**Work to complete**
Give back every record below, character for character.

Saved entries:
::::::
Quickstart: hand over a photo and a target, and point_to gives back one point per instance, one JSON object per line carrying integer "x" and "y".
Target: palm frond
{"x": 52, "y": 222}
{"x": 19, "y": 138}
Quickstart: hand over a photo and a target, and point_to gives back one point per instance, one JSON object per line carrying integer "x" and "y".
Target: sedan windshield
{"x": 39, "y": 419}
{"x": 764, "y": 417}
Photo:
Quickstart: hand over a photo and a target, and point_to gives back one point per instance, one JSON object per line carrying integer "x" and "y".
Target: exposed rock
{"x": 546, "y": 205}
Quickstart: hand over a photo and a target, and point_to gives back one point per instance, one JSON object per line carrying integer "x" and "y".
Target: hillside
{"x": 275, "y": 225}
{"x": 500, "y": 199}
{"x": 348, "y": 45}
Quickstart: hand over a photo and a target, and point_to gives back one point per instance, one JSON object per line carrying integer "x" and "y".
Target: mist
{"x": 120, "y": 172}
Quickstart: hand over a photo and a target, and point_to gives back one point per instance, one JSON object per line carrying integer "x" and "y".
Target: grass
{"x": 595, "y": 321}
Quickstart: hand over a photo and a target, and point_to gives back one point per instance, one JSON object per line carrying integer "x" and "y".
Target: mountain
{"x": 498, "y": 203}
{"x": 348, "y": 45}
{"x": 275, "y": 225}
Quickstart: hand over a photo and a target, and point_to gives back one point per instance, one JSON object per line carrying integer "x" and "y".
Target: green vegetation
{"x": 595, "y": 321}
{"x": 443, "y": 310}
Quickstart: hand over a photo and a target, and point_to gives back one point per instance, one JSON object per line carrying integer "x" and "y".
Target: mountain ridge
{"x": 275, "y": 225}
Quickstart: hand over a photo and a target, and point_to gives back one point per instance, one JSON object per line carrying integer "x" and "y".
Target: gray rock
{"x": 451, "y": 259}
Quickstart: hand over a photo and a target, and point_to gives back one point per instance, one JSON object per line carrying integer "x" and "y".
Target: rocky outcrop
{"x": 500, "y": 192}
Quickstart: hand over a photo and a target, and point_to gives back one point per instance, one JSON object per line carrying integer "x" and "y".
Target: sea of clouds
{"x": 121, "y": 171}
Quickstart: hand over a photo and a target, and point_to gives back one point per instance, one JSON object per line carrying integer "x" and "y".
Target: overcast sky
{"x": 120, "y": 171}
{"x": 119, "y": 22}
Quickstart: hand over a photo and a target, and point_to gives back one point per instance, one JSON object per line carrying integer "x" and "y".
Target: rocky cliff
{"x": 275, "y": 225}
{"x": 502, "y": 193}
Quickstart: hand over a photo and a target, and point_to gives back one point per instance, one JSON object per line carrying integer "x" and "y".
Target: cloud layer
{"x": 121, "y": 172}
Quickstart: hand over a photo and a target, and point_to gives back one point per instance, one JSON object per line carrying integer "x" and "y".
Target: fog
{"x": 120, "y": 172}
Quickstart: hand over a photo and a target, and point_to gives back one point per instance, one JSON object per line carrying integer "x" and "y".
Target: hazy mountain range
::::::
**The completed task**
Quickstart: hand over a photo and a target, and point_to gives back one point per instance, one JSON object per line carrying integer "x" and "y".
Target: palm frond
{"x": 52, "y": 222}
{"x": 19, "y": 138}
Quickstart: hand over a photo and a target, and point_to gives back one point per instance, one JSON object per line carrying integer "x" and "y".
Target: sedan windshield
{"x": 39, "y": 419}
{"x": 764, "y": 417}
Photo:
Quickstart: hand over a photo and a target, and point_to gives back one point per instance, one JSON object per line carrying integer "x" and "y".
Target: exposed rock
{"x": 546, "y": 205}
Quickstart: hand over a photo and a target, and point_to gives back one point per instance, one JSON object per line carrying integer "x" and "y".
Target: hillside
{"x": 275, "y": 225}
{"x": 500, "y": 199}
{"x": 348, "y": 45}
Quickstart: hand over a photo and a target, and point_to gives back one point per instance, one JSON object per line carrying integer "x" and "y".
Target: mist
{"x": 120, "y": 172}
Quickstart: hand over a photo and a target, and point_to gives back one point per instance, one JSON object per line carrying integer "x" and "y".
Target: grass
{"x": 595, "y": 321}
Quickstart: hand over a photo and a target, and point_to gives back one point per instance, one JSON object per line carrying integer "x" and "y".
Target: mountain
{"x": 498, "y": 203}
{"x": 348, "y": 45}
{"x": 275, "y": 225}
Quickstart: hand over a photo and a target, and point_to gives back one point per instance, one JSON object per line carrying integer "x" and "y".
Target: green vegetation
{"x": 595, "y": 321}
{"x": 443, "y": 310}
Quickstart: hand over a photo and a target, and point_to gives back one point per instance, one JSON object per line carrying integer "x" and "y".
Target: mountain ridge
{"x": 275, "y": 225}
Quickstart: hand over a photo and a target, and point_to gives back one point per instance, one JSON object per line carrying integer "x" and "y".
Target: gray rock
{"x": 451, "y": 259}
Quickstart: hand over a photo and a target, and point_to gives back one point per instance, one JSON object per line carrying integer "x" and "y".
Target: rocky outcrop
{"x": 500, "y": 192}
Quickstart: hand over a photo and a target, and point_to gives back one point per instance, one JSON object per line carrying integer "x" and "y".
Target: sea of clouds
{"x": 121, "y": 171}
Quickstart: hand over a photo and a target, and point_to gives back one point per instance, one JSON object per line carrying integer "x" and "y".
Target: overcast sky
{"x": 120, "y": 171}
{"x": 119, "y": 22}
Quickstart: hand over a photo and a target, and point_to gives back one point per instance, one JSON object per line carrying integer "x" and "y".
Target: rocky cliff
{"x": 275, "y": 225}
{"x": 502, "y": 193}
Quickstart: hand over a photo and a target, and point_to gives back one point per instance, one JSON object per line carrying integer "x" and "y".
Target: cloud layer
{"x": 121, "y": 172}
Quickstart: hand over a photo and a target, and point_to gives back one point per instance, one JSON object per line carrying integer "x" and "y".
Target: fog
{"x": 120, "y": 172}
Quickstart: hand over a photo and a target, and point_to gives back one point per instance, one JSON object per line carrying integer "x" and "y".
Target: hazy mountain range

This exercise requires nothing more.